PROBLEM DESCRIPTION: List every line in the listing that follows that contains the string "below", copying each matching line in full. Count a line only if its capitalization matches exactly.

Saved entries:
——————————
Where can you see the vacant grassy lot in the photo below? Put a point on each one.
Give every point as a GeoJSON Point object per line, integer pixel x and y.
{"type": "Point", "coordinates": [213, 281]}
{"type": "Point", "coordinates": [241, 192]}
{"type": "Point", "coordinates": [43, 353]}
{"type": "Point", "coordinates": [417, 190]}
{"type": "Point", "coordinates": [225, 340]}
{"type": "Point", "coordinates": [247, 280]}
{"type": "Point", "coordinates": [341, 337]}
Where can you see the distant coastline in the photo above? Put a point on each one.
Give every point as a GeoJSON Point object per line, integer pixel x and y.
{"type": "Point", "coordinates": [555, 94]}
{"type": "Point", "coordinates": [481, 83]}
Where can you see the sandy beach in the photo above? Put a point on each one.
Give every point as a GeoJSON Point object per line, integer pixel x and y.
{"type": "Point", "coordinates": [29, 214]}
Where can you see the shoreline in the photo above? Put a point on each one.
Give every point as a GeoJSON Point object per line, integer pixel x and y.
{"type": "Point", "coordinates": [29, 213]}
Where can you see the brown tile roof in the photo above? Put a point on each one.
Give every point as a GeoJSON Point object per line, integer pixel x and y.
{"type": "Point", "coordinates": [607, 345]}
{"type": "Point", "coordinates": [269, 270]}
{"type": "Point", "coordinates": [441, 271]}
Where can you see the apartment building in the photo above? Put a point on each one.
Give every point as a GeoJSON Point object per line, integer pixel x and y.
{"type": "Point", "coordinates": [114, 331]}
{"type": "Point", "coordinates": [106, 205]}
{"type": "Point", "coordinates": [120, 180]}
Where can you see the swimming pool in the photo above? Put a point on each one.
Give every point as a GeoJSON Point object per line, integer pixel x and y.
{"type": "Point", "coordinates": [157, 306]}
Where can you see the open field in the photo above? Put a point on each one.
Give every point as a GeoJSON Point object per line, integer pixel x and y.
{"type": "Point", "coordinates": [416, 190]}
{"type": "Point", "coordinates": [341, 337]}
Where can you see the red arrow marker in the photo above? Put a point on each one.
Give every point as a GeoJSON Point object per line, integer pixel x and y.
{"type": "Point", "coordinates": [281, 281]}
——————————
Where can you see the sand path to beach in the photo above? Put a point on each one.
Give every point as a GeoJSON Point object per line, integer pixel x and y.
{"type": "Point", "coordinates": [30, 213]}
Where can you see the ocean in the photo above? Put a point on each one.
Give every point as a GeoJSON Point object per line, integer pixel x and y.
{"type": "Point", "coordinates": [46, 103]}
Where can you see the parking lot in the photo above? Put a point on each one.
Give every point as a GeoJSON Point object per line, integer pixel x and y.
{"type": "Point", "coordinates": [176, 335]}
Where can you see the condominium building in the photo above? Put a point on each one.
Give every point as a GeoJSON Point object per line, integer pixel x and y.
——————————
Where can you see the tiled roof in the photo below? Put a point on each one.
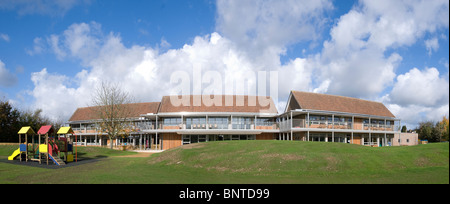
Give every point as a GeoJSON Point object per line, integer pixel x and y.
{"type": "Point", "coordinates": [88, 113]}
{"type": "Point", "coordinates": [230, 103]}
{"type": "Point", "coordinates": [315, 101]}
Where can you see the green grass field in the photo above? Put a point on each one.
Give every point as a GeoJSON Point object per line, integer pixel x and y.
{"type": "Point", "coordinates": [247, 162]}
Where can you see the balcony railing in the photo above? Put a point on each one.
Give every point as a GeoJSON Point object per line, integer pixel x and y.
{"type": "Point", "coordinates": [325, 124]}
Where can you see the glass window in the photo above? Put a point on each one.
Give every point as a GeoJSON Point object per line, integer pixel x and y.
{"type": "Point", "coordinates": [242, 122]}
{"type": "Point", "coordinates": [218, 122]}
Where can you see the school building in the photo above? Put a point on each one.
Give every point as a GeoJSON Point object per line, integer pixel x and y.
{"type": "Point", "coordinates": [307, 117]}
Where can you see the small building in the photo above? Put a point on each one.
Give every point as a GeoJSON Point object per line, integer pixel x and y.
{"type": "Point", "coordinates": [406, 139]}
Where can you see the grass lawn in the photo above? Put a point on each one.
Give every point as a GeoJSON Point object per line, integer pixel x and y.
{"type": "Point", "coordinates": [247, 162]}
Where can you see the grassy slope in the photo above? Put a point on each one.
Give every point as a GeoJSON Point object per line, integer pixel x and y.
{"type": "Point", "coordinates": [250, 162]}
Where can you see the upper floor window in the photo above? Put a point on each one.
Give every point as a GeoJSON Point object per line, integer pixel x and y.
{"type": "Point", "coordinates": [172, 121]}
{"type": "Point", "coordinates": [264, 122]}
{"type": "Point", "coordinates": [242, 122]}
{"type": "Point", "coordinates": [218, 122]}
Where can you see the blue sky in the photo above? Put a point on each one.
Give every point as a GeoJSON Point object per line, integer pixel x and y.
——————————
TASK RESULT:
Where can you see the vacant grassy lot in the photo below? Put a point on each one.
Where can you see the tiled roof in the photo below? Put a point on each one.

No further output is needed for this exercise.